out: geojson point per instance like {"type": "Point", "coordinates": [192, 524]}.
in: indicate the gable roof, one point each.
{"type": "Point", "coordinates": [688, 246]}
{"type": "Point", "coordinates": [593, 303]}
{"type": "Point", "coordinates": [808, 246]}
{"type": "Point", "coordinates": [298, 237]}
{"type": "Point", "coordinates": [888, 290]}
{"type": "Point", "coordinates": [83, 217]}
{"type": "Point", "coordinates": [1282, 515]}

----

Task description => Can you convert the records above into a JSON list of strings, with one string per line and any blank lines left out?

Final result =>
[
  "out: geojson point per instance like {\"type\": \"Point\", \"coordinates\": [192, 524]}.",
  "in: indicate the gable roof, one point each.",
  "{\"type\": \"Point\", \"coordinates\": [688, 246]}",
  "{\"type\": \"Point\", \"coordinates\": [593, 303]}",
  "{\"type\": \"Point\", \"coordinates\": [808, 246]}",
  "{\"type\": \"Point\", \"coordinates\": [298, 237]}",
  "{\"type\": \"Point\", \"coordinates\": [888, 290]}",
  "{\"type\": \"Point\", \"coordinates\": [83, 217]}",
  "{\"type\": \"Point\", \"coordinates\": [1282, 515]}"
]